Exercise details —
Copy the records below word for word, leaving out the pictures.

<<<<

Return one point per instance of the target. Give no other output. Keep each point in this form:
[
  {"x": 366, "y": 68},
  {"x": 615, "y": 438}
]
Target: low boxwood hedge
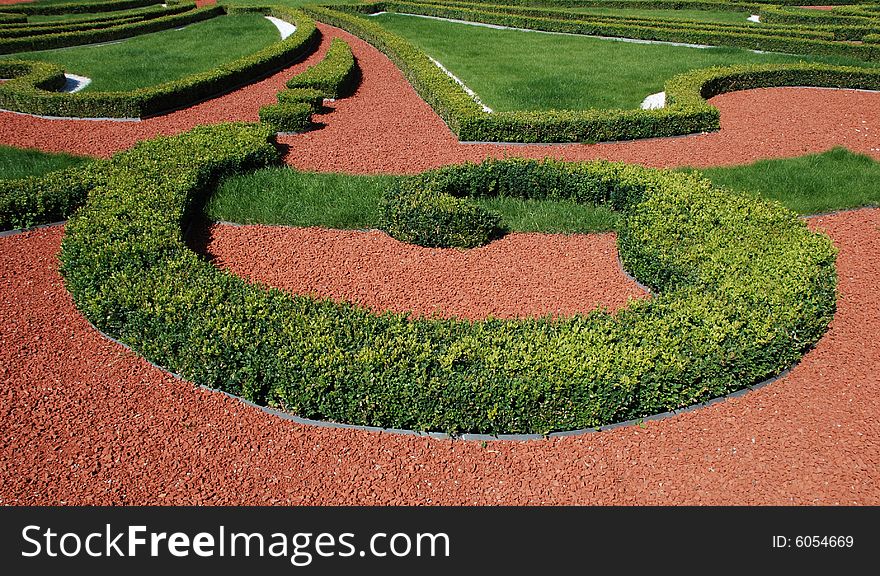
[
  {"x": 336, "y": 76},
  {"x": 48, "y": 28},
  {"x": 686, "y": 111},
  {"x": 288, "y": 116},
  {"x": 29, "y": 92},
  {"x": 77, "y": 7},
  {"x": 741, "y": 287},
  {"x": 54, "y": 197}
]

>>>>

Solution to this problem —
Return one point per instance of the target. Give no other output. Keep each point in this form:
[
  {"x": 366, "y": 68},
  {"x": 615, "y": 438}
]
Target: low boxwood hedge
[
  {"x": 336, "y": 76},
  {"x": 48, "y": 28},
  {"x": 686, "y": 111},
  {"x": 288, "y": 116},
  {"x": 29, "y": 92},
  {"x": 77, "y": 7},
  {"x": 741, "y": 287},
  {"x": 54, "y": 197}
]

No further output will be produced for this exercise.